--- TÂCHES À EFFECTUER ---
(1) D'après le reportage sur la course de l'espoir, à quelle heure le départ pour le stade de Molyko a-t-il lieu ?
(2) Reproduisez les enregistrements, consignes comprises, depuis la ligne contenant « Target: right headlight » jusqu'à la fin des enregistrements, ces deux bornes incluses. Décalez de 90 chaque coordonnée figurant dans les réponses.

Pierre Horeau raconte dans ce reportage, la course de l’espoir à laquelle il a pris part cette année
Au pied du Char des Dieux
Nous sommes arrivés sur Buéa sous des pluies diluviennes. Quelle déception ce serait s’il faisait un tel temps le jour de la course. Il pleut des cordes, c’est impressionnant. Nous entendons à la radio des commentaires sur la cérémonie d’ouverture de la course, quelques banderoles mentionnent l’évènement. Nous ne passerons malheureusement pas par le stade. pour finalement rejoindre l’hôtel après quelques aléas. Le temps passe vite. Nous dinons d’un excellent repas (la cuisine camerounaise est divine). Monsieur Athanase Oloko, responsable technique de la course, nous apporte nos dossards. Il reste à passer une bonne et courte nuit. puis ce sera l’épreuve tant attendue. A 5h45, nous partons pours le stade de Molyko. Nous avalons deux petits pains au Nutela (pêché gourmand de Niko), car il n’y a pas de petit déjeuner de prévu. Tout est un peu à l’arrache. Nous voilà désormais dans la tribune officielle. Petite interview en anglais pour une radio. Nous rencontrons quelques coureurs étrangers. puis nous sommes appelés pour la remise du bracelet vert de course.

--- DONNÉES FOURNIES ---

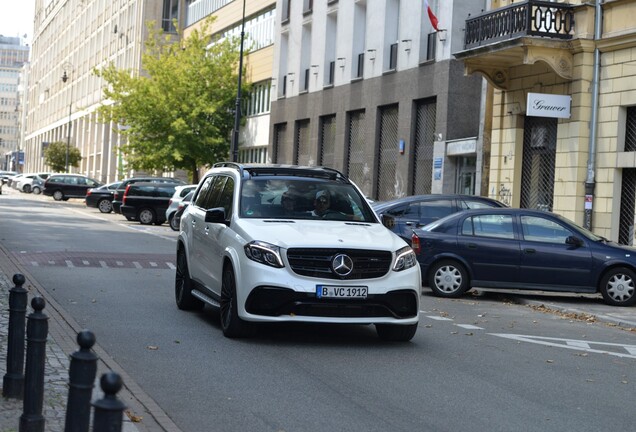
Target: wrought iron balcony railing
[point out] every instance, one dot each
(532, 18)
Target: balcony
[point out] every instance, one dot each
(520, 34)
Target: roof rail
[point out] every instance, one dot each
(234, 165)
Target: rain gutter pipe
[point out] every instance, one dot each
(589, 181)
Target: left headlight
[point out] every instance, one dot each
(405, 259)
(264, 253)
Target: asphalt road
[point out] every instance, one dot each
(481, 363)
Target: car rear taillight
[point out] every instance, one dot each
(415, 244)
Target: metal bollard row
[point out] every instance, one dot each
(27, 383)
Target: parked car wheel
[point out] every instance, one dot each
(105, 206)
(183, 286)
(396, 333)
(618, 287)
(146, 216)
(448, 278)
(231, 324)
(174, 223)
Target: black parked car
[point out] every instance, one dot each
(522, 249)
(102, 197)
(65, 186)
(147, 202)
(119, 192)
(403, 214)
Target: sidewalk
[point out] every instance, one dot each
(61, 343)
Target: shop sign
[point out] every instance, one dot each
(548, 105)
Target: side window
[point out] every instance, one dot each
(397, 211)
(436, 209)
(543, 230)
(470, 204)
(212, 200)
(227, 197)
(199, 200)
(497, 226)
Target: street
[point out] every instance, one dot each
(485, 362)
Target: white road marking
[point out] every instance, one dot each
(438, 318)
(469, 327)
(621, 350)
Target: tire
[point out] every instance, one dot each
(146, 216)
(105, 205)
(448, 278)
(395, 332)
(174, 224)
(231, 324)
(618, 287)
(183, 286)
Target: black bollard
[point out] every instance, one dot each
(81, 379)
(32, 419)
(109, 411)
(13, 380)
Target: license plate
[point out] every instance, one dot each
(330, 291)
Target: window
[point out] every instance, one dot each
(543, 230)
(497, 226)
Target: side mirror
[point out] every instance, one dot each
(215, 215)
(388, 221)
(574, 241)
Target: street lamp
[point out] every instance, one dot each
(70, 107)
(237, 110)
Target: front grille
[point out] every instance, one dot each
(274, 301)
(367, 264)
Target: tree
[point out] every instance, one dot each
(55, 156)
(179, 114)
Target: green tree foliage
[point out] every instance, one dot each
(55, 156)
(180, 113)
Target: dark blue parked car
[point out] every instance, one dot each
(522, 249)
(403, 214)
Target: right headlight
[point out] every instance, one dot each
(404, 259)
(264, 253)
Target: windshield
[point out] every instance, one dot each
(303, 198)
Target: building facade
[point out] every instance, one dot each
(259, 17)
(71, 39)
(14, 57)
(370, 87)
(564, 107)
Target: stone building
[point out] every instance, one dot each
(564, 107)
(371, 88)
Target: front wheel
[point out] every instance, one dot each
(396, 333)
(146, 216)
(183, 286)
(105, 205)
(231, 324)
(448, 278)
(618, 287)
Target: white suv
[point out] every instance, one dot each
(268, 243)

--- RÉPONSES AUX TÂCHES ---
(1) À 5h45.

(2)
Target: right headlight
[point out] every instance, one dot each
(494, 349)
(354, 343)
Target: windshield
[point out] every instance, one dot each
(393, 288)
Target: building facade
[point out] every instance, one dot each
(349, 107)
(161, 129)
(104, 147)
(460, 177)
(654, 197)
Target: stone building
[point out] every instance, one dot each
(654, 197)
(461, 178)
Target: front wheel
[point out] every instance, one dot each
(486, 423)
(236, 306)
(273, 376)
(195, 295)
(321, 414)
(538, 368)
(708, 377)
Target: white suv
[point out] every instance, one dot each
(358, 333)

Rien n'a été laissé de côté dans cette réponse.